(begin)

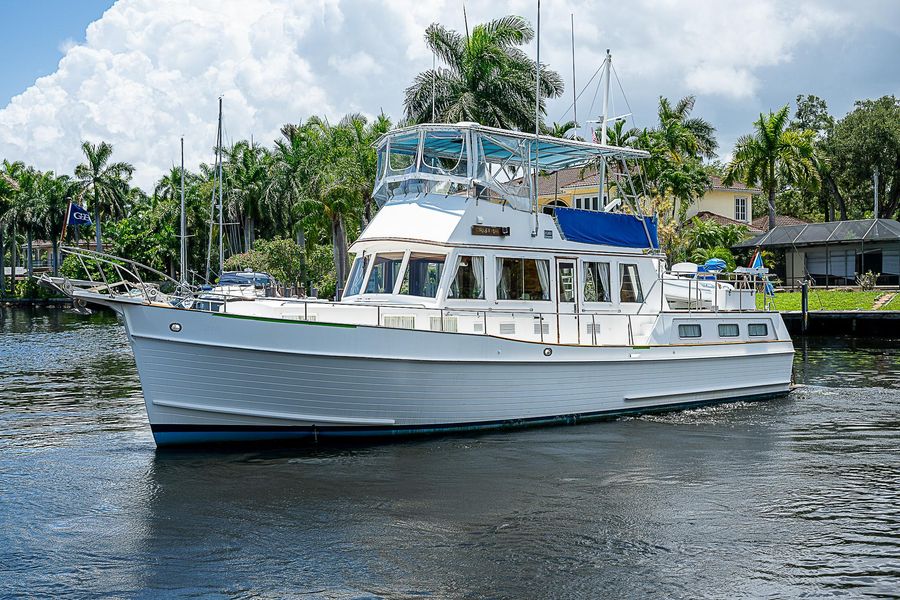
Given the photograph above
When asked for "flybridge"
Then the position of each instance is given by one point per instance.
(479, 161)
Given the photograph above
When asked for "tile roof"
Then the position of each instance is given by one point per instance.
(762, 223)
(715, 182)
(705, 215)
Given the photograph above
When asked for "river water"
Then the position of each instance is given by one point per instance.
(794, 497)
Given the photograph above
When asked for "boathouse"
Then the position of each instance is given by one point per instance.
(833, 253)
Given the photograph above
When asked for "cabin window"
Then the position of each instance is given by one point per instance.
(566, 289)
(729, 330)
(587, 202)
(423, 275)
(740, 209)
(385, 271)
(630, 290)
(523, 279)
(357, 273)
(468, 282)
(689, 330)
(596, 282)
(758, 329)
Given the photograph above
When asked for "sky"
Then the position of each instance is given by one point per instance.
(142, 73)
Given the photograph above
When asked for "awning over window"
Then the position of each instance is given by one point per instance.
(612, 229)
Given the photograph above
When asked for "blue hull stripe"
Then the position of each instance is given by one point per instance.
(180, 435)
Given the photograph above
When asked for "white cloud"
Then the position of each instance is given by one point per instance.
(151, 70)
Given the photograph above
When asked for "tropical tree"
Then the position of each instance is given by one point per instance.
(56, 193)
(9, 187)
(772, 157)
(104, 183)
(22, 212)
(487, 78)
(246, 183)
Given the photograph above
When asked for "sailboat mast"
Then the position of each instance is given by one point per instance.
(601, 202)
(537, 119)
(221, 219)
(574, 92)
(183, 222)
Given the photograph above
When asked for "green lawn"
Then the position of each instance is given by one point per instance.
(832, 300)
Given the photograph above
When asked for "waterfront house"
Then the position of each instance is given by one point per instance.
(833, 253)
(578, 188)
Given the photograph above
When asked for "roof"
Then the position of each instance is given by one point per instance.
(834, 232)
(715, 183)
(705, 215)
(502, 145)
(762, 223)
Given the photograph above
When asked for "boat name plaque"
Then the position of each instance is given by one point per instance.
(490, 230)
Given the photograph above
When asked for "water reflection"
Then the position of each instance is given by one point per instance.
(791, 497)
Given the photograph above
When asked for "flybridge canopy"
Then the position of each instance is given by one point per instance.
(476, 160)
(501, 145)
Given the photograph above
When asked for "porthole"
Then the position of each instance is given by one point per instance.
(758, 329)
(689, 330)
(729, 330)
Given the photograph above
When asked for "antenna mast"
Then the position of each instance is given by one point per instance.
(221, 219)
(183, 222)
(574, 92)
(537, 119)
(601, 201)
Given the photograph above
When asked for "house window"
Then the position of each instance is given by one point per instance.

(end)

### Work to complete
Pick out every line of the records above that contains the string "window" and copy each one. Uppercase and lowercase letters count as different.

### Result for this task
When asked for "cabin window"
When asked for "awning over window"
When asked for "house window"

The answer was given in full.